- _Exercise prompt_: In the thread about NBC Olympics choosing Canon lenses, what dates are given for the Tokyo Games?

- _Excerpted passage_:
+--

# NBC Olympics selects Canon as their field and studio lens provider for the Tokyo Games



## Canon Rumors Guy (Jun 8, 2021)

> Canon to Assist NBC Olympics in Providing Viewers with Outstanding 4K UHD and HD Picture Quality During Its Coverage of Tokyo Olympics
> *STAMFORD, CT, June 7, 2021*– NBC Olympics, a division of the NBC Sports Group, has selected Canon U.S.A., Inc., a leader in digital imaging solutions, to provide a wide variety of 4K UHD and HD Field, Portable and Studio lenses for its production of the Games of the XXXII Olympiad, which take place in Tokyo, Japan, from July 23 – August 8. The announcement was made today by Chip Adams, VP of Venue Engineering, NBC Olympics, and Kazuto Ogawa, President, and CEO of Canon U.S.A., Inc.
> A broad array of Canon broadcast lenses will be used, including the UHD-DIGISUPER 90 long-zoom field lens, which provides outstanding 4K UHD imagery. Canon’s 4K and HD lenses will be at every venue and studio in Tokyo, allowing viewers to see NBC Olympics’ presentation of all the action. In addition, Canon service technicians will be on-site in Tokyo to ensure that...



Continue reading...


----------



## ethanz (Jun 8, 2021)

Good job Canon.

I know this article is for NBC USA, but wasn't there talk about 8K broadcast in Japan for the olympics? Whatever happened with that?


----------



## Del Paso (Jun 8, 2021)

NBC is doooooomed 
(Sorry, but it was my turn)


----------



## 12Broncos (Jun 8, 2021)

The Olympics are taking place? That bodes well for a R3 announcement, I hope.


----------



## AlanF (Jun 8, 2021)

It's for the 1200mm f/5.6 with a 2xTC because they won't be able to enter the stadium.


----------



## frjmacias (Jun 8, 2021)

12Broncos said:


> The Olympics are taking place? That bodes well for a R3 announcement, I hope.


I was hoping the same. I was holding off on buying a second R5 until I know what the R3 megapixel specs are.


----------



## Mt Spokane Photography (Jun 8, 2021)

Typically, Canon provides lenses for the Olympics, Sony provides the cameras.


----------



## jam05 (Jun 8, 2021)

ethanz said:


> Good job Canon.
> 
> I know this article is for NBC USA, but wasn't there talk about 8K broadcast in Japan for the olympics? Whatever happened with that?

+--

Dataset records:

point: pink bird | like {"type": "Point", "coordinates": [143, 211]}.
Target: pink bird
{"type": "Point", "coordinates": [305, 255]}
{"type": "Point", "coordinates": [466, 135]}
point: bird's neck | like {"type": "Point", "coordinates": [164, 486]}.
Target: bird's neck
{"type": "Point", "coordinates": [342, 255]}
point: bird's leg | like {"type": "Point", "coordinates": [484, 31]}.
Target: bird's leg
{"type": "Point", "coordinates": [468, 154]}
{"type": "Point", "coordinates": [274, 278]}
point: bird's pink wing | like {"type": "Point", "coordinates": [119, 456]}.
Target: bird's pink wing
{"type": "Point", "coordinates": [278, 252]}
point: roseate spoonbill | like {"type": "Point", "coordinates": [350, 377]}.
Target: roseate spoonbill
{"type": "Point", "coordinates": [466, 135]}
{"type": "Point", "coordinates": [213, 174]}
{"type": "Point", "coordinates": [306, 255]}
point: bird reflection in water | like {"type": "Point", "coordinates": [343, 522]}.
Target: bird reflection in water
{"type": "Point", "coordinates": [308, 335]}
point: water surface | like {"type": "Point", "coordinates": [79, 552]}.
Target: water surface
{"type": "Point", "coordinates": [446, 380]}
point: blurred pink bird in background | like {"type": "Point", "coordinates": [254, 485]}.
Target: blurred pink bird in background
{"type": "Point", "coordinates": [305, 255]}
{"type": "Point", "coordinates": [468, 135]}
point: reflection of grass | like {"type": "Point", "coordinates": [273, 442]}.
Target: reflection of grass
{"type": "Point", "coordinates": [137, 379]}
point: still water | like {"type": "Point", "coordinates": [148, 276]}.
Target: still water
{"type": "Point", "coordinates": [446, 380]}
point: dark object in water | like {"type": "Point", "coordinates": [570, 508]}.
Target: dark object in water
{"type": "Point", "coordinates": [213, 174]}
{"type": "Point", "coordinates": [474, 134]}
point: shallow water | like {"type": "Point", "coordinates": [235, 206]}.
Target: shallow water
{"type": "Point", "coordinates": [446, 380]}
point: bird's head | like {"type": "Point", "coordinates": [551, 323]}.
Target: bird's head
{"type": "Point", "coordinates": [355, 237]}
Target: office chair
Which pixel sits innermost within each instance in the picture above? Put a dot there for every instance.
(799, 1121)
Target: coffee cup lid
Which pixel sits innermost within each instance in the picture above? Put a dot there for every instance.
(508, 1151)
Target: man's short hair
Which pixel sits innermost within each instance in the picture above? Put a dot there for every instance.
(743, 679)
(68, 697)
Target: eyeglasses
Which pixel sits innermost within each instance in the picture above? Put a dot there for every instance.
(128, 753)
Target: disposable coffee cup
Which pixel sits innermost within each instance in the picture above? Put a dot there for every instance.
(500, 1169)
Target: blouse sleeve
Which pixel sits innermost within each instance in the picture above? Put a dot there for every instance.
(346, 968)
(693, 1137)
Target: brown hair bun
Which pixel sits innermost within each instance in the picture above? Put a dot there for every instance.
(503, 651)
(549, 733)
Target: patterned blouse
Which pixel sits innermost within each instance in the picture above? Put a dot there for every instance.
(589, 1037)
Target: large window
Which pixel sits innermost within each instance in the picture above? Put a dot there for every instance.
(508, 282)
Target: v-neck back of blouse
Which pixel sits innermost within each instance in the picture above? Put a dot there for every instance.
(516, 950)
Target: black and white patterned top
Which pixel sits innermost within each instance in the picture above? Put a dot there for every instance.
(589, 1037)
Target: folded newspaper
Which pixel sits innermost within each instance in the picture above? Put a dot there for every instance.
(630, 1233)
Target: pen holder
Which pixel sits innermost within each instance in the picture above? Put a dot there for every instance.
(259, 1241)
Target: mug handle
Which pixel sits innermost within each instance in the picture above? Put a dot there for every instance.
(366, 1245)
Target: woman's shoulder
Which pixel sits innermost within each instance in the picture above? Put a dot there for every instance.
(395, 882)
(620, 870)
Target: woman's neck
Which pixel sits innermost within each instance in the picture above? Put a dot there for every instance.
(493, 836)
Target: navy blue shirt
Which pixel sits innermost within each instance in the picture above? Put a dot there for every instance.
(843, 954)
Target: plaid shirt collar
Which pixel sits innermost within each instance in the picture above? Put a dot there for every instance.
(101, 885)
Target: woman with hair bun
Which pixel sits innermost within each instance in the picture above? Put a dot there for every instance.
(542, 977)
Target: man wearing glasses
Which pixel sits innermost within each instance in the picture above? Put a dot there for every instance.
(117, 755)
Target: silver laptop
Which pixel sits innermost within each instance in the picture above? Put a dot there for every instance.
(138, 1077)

+--

- _Expected answer_: July 23 – August 8